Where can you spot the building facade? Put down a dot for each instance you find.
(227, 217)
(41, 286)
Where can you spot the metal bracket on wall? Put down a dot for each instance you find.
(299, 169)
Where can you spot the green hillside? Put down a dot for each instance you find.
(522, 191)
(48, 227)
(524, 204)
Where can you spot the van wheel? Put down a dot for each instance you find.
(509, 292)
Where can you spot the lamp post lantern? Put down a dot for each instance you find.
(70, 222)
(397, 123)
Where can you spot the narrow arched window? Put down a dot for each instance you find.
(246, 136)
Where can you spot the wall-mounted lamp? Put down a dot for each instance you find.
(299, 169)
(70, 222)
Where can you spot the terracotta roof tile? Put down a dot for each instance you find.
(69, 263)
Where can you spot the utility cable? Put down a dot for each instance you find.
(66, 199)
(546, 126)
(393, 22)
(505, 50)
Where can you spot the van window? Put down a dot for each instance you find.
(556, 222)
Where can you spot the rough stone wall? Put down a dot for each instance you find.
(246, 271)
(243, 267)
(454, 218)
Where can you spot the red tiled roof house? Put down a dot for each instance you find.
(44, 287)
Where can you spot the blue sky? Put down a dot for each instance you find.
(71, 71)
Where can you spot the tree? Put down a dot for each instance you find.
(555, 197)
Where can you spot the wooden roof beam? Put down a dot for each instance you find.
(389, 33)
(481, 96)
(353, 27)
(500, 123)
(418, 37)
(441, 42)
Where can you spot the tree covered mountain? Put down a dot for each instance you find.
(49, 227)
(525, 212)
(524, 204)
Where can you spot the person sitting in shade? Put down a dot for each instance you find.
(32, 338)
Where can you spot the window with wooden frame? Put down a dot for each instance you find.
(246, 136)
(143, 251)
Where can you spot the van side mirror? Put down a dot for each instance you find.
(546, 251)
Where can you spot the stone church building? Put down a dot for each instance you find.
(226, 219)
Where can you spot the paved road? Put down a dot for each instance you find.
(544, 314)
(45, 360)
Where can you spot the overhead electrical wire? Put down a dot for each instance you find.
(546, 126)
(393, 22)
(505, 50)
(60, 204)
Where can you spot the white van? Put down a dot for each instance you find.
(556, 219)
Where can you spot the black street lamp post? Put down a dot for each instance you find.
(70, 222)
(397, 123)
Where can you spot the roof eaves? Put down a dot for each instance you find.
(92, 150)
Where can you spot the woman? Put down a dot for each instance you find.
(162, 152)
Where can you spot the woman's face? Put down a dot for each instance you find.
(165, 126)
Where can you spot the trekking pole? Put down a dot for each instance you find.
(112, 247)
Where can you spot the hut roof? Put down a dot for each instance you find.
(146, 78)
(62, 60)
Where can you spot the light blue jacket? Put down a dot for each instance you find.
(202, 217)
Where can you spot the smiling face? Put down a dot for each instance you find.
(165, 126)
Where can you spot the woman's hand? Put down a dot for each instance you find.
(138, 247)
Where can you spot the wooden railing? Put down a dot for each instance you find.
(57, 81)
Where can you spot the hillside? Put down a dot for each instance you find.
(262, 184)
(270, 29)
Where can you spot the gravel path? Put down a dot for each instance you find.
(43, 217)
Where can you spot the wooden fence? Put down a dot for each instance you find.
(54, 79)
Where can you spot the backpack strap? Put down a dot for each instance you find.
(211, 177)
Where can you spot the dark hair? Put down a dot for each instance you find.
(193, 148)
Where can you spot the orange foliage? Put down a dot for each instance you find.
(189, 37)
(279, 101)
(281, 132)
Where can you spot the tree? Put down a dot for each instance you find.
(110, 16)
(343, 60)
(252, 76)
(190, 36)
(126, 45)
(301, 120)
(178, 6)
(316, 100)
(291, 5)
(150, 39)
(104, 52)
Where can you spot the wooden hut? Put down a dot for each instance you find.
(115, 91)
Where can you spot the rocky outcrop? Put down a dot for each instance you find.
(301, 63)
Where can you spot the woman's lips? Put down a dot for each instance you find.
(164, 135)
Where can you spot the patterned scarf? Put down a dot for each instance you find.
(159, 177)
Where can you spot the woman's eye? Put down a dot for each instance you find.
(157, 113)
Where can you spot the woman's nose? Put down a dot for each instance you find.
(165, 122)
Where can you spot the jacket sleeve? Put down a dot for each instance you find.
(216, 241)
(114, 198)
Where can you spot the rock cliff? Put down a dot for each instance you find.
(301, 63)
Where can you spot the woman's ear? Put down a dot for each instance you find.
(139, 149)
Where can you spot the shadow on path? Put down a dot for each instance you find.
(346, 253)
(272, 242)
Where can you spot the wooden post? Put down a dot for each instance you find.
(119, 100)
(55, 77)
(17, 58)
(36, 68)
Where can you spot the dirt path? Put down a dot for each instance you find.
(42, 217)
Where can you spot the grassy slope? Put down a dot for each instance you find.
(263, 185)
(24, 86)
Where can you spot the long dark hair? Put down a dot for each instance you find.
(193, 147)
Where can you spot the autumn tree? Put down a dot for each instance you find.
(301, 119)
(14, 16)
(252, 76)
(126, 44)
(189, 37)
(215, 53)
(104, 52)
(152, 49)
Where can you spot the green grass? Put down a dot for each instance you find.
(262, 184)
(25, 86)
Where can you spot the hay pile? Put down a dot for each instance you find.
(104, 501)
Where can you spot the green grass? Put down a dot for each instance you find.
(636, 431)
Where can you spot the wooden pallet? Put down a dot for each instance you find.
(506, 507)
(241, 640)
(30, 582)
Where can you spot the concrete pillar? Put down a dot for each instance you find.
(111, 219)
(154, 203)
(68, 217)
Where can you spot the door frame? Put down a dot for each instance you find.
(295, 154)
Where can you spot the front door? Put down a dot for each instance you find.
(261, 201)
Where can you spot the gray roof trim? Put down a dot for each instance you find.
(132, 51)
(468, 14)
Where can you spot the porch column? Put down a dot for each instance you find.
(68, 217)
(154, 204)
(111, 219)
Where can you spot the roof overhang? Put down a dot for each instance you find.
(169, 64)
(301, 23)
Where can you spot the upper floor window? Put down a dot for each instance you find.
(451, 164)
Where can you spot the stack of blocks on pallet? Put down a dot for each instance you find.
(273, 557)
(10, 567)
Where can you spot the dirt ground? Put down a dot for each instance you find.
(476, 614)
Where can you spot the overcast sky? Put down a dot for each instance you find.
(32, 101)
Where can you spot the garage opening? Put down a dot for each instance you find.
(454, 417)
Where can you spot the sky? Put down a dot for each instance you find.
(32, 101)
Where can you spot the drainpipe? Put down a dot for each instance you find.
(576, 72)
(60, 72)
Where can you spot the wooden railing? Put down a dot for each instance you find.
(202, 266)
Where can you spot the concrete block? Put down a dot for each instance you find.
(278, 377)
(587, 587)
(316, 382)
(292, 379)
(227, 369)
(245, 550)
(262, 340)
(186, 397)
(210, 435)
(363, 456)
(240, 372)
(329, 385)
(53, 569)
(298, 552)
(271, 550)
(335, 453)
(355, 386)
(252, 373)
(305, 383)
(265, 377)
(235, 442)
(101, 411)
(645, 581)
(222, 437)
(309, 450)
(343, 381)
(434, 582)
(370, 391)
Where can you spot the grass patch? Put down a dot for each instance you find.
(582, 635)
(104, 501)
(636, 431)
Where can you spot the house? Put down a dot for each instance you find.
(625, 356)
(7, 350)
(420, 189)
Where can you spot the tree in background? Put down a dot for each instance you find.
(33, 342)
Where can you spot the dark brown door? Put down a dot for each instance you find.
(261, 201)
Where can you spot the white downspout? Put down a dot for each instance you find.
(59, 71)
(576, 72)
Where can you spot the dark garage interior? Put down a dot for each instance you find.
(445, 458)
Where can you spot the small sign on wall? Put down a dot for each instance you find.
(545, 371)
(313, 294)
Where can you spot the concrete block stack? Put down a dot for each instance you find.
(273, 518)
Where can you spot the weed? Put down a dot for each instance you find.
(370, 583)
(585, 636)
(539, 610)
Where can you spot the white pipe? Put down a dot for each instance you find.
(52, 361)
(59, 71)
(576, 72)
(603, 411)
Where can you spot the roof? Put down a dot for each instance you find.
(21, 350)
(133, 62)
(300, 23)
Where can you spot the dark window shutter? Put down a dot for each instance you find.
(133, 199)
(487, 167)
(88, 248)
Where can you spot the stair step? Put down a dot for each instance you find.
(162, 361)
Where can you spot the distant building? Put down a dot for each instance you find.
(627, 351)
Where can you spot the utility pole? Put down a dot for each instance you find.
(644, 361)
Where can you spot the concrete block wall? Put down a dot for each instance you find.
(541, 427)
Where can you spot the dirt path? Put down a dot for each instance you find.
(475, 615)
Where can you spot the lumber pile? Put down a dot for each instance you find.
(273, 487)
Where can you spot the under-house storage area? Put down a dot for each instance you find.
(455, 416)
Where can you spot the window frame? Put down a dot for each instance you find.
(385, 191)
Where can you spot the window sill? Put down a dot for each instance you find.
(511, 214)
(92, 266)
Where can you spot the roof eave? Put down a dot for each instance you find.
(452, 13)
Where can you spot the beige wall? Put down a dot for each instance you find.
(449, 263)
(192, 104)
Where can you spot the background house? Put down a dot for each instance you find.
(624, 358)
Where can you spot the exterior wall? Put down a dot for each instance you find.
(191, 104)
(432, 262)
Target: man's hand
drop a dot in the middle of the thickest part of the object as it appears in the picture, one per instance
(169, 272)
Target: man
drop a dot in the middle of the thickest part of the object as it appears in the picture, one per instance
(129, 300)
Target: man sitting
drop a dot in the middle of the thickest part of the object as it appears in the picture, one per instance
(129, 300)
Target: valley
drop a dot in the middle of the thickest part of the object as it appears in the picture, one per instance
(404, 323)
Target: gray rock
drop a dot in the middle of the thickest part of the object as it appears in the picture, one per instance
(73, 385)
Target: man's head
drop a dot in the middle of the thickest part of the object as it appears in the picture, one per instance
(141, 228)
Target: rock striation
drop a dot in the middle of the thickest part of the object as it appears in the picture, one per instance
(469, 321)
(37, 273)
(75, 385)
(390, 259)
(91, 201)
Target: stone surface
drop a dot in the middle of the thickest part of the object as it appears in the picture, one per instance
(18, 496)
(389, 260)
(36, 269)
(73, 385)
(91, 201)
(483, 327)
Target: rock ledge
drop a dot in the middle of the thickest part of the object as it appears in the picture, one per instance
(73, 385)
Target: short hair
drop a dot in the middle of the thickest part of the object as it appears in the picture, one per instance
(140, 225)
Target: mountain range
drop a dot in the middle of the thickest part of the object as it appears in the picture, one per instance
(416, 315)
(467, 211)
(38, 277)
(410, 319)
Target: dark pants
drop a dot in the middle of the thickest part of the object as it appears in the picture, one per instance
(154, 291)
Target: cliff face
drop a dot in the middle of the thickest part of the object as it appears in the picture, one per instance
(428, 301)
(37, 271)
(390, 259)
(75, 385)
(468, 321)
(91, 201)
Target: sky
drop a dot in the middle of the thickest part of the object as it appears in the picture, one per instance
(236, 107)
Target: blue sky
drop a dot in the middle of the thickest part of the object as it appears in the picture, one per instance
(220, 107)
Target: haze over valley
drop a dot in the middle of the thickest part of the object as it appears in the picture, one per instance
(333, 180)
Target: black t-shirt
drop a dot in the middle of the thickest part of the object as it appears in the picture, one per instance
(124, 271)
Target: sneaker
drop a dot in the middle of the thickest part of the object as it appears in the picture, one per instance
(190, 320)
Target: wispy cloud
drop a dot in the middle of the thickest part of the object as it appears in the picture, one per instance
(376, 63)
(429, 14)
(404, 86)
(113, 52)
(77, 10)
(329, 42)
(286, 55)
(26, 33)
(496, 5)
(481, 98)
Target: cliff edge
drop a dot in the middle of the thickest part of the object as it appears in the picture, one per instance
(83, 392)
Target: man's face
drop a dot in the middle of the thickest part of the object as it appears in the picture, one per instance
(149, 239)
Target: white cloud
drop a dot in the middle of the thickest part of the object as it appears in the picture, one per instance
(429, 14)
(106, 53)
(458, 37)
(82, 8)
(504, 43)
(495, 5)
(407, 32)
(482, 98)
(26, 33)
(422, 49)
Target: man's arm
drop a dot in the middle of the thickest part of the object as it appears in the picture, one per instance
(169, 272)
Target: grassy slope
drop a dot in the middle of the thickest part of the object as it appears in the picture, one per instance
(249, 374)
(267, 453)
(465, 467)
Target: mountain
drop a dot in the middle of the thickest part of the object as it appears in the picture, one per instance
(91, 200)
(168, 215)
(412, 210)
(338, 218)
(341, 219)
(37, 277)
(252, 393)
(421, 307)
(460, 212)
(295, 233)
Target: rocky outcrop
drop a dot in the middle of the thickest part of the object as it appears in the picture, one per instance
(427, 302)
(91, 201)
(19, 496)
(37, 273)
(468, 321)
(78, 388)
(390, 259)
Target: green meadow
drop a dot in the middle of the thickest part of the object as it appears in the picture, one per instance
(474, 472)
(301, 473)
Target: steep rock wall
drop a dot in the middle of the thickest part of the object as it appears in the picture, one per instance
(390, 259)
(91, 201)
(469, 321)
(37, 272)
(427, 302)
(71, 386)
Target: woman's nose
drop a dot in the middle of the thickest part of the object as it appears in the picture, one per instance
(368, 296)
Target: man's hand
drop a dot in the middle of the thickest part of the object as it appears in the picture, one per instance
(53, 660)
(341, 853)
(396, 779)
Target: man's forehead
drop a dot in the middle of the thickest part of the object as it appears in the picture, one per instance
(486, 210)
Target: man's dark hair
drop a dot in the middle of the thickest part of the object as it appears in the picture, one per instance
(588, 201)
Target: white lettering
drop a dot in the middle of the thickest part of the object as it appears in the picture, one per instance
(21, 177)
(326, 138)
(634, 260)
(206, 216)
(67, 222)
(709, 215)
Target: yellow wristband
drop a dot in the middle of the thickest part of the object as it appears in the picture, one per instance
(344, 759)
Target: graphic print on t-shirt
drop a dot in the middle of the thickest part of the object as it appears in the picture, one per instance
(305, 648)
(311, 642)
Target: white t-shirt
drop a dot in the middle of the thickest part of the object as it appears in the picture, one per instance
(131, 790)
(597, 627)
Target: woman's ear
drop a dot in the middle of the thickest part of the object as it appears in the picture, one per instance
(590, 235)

=-=-=-=-=

Pull each line containing "cloud" from the records.

Target: wispy cloud
Target: white cloud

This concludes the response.